(DATASET EXTRACT begins)

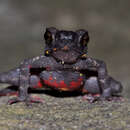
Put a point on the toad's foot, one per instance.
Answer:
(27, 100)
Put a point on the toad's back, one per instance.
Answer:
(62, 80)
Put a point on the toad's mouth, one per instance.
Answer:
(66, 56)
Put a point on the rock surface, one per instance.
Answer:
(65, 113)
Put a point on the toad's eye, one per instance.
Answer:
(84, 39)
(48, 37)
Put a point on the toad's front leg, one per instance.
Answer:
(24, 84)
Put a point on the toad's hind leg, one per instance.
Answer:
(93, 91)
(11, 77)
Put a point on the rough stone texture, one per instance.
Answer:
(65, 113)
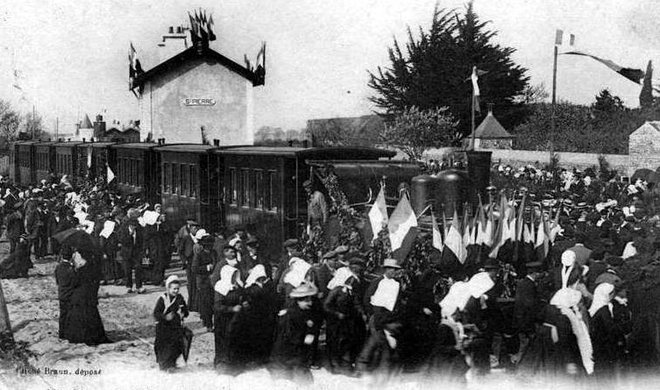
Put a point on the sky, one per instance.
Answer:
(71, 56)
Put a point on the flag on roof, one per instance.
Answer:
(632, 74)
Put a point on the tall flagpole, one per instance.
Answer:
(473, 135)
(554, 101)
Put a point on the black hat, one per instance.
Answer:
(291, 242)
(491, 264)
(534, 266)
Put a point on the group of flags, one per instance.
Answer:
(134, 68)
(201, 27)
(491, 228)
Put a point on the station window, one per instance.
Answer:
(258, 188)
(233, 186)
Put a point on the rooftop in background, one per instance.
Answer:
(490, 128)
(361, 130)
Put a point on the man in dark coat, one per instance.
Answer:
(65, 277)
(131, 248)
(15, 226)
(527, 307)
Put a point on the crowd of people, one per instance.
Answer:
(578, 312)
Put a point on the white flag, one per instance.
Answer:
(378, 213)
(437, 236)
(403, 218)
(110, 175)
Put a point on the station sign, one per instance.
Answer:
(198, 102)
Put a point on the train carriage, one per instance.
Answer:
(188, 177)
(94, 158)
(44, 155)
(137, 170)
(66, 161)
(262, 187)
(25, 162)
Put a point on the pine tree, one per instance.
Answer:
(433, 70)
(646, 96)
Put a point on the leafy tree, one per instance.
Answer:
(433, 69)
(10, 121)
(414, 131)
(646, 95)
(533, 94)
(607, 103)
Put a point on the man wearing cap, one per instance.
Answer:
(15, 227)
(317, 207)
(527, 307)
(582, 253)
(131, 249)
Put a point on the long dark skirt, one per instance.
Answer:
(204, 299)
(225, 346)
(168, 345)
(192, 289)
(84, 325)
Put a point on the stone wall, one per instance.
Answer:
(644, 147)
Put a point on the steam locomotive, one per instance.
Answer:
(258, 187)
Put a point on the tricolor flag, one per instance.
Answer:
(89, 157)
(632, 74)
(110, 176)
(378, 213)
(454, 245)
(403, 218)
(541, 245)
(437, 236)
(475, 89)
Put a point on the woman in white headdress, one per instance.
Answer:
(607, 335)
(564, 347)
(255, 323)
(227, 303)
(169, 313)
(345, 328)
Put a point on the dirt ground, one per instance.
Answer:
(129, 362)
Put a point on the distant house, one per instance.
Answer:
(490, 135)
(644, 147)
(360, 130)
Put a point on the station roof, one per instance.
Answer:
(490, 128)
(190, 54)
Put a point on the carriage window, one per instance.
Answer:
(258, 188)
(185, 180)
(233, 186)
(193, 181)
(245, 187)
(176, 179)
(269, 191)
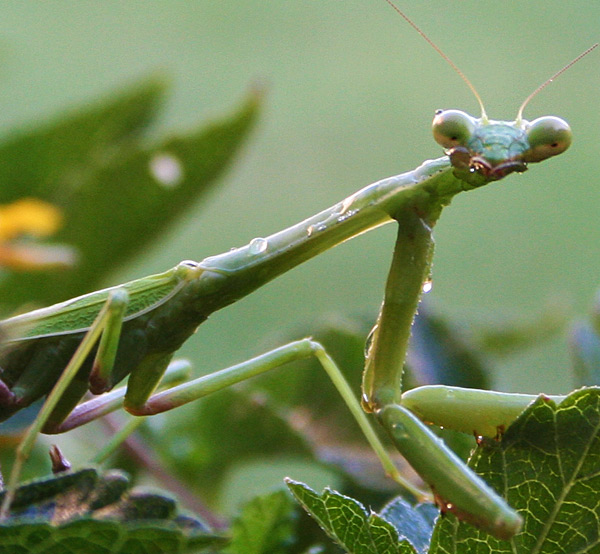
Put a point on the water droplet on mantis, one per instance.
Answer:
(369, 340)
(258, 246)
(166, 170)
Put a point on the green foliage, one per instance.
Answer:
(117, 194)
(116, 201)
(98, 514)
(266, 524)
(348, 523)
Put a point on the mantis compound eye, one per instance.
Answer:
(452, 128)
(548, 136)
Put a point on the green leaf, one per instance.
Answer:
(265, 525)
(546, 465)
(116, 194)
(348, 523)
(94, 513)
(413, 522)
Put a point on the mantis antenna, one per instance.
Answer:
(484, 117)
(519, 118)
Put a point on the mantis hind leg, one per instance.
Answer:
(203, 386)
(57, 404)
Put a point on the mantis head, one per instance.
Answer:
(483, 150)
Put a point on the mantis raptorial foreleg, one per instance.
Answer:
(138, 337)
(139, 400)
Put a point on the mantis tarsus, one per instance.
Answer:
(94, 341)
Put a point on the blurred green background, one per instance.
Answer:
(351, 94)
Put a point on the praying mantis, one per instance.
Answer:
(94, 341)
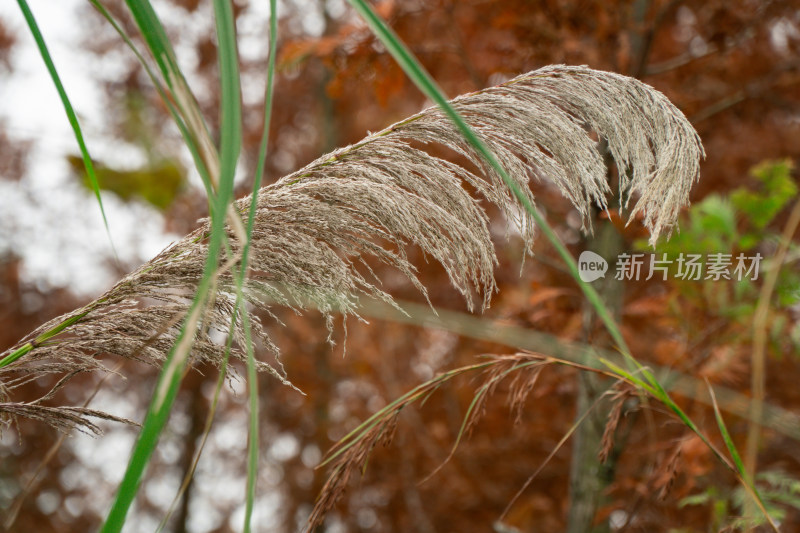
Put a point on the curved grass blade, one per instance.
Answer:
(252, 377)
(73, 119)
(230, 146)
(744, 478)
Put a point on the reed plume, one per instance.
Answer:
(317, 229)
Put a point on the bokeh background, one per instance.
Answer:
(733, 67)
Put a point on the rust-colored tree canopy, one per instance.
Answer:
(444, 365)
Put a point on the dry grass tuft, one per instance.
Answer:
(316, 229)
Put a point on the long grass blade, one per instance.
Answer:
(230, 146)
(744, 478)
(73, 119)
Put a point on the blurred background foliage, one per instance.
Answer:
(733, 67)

(DATASET EXTRACT ends)

## [WHAT TO DO]
Copy the listing word for word, excluding its pictures.

## [OUTPUT BELOW]
Put a point on the toad's foot, one per instance.
Answer:
(27, 100)
Put a point on the toad's back, one per instance.
Answer:
(62, 80)
Put a point on the toad's mouth, one per instance.
Answer:
(66, 56)
Put a point on the rock surface, one per instance.
Answer:
(65, 113)
Put a point on the toad's eye, one per instance.
Answer:
(84, 39)
(48, 37)
Put a point on the toad's front leg, one per instance.
Answer:
(24, 84)
Put a point on the toad's hind leg, one per instance.
Answer:
(93, 91)
(11, 77)
Put a point on the rough stone texture, one per instance.
Answer:
(65, 113)
Put a point on the sky, one per instance.
Answer:
(71, 56)
Put a point on the flag on roof, one per instance.
Answer:
(632, 74)
Put a point on the tall flagpole, one per instance.
Answer:
(473, 135)
(554, 101)
Put a point on the black hat, one per instance.
Answer:
(291, 242)
(491, 264)
(534, 266)
Put a point on the group of flags, one per instance.
Answer:
(134, 68)
(201, 27)
(491, 228)
Put a point on the station window, one per instance.
Answer:
(258, 188)
(233, 186)
Put a point on the rooftop in background, one per instance.
Answer:
(490, 128)
(361, 130)
Put a point on the man in dark coat, one per instance.
Answer:
(65, 277)
(131, 248)
(15, 226)
(527, 307)
Put a point on the crowd of people, one per instance.
Answer:
(578, 312)
Put a point on the white flag, one per instance.
Answer:
(378, 213)
(437, 236)
(403, 218)
(110, 175)
Put a point on the station sign, one per instance.
Answer:
(198, 102)
Put a point on the train carriage, one per instance.
Answer:
(188, 177)
(94, 158)
(44, 155)
(137, 170)
(66, 161)
(262, 187)
(25, 162)
Put a point on the pine tree, one per instance.
Answer:
(433, 70)
(646, 96)
Put a point on the leafy tree, one per instance.
Answer:
(433, 69)
(10, 121)
(414, 131)
(646, 95)
(533, 94)
(607, 103)
Put a point on the man wearing cap, one per instance.
Answer:
(15, 227)
(317, 207)
(527, 307)
(582, 253)
(131, 249)
Put a point on the long dark skirt, one per instance.
Answer:
(204, 299)
(225, 346)
(168, 345)
(192, 289)
(84, 325)
Put a point on the stone wall, one per instance.
Answer:
(644, 147)
Put a point on the steam locomotive, one per instance.
Answer:
(258, 187)
Put a point on the tricolor flag, one per instance.
Answer:
(89, 157)
(632, 74)
(110, 176)
(378, 213)
(454, 245)
(403, 218)
(541, 245)
(437, 236)
(475, 89)
Put a point on the woman in white headdress, one per instance.
Answer:
(607, 335)
(564, 347)
(255, 323)
(227, 303)
(169, 313)
(345, 328)
Put a point on the dirt ground, one per instance.
Answer:
(129, 362)
Put a point on the distant house, one per instance.
Answer:
(490, 135)
(644, 147)
(360, 130)
Put a point on the station roof, one per instance.
Answer:
(490, 128)
(190, 54)
Put a point on the carriage window, one per instance.
Answer:
(258, 188)
(185, 180)
(233, 186)
(193, 181)
(245, 187)
(176, 179)
(269, 191)
Put a point on the water droplet on mantis, one per instance.
Answer:
(369, 340)
(258, 246)
(166, 170)
Put a point on the green foliage, one per instance.
Answer:
(117, 194)
(116, 201)
(98, 514)
(266, 524)
(348, 523)
Put a point on the mantis compound eye, one per instance.
Answer:
(452, 128)
(548, 136)
Put a point on the green leaf, one per instance.
Answer:
(265, 525)
(546, 465)
(116, 194)
(348, 523)
(94, 513)
(413, 522)
Put a point on the mantis antenna, one per instance.
Answer:
(484, 117)
(519, 118)
Put a point on the mantis hind leg, one per instance.
Answer:
(203, 386)
(57, 404)
Put a point on the mantis head, one per instance.
Answer:
(483, 150)
Put a point on the mantis raptorial foreleg, one per instance.
Answer:
(138, 337)
(139, 400)
Put a point on the mantis tarsus, one per instance.
Answer:
(94, 341)
Put a point on the blurred green background, one per instance.
Answer:
(351, 94)
Put a point on the praying mantis, one per instance.
Answer:
(94, 341)
Put a point on the curved grass blade, one per instance.
Answer:
(252, 377)
(73, 119)
(230, 146)
(744, 478)
Put a point on the reed plume, one per instance.
Answer:
(317, 229)
Put a point on the bokeh background, one per instance.
Answer:
(733, 67)
Put a point on the rust-colored tree canopy, one per instance.
Answer:
(444, 365)
Put a point on the dry grass tuft, one per instance.
Answer:
(316, 229)
Put a point on the long grass blade, one per instance.
Answer:
(230, 146)
(744, 478)
(73, 119)
Put a point on the blurred background foliage, one per instance.
Answer:
(733, 67)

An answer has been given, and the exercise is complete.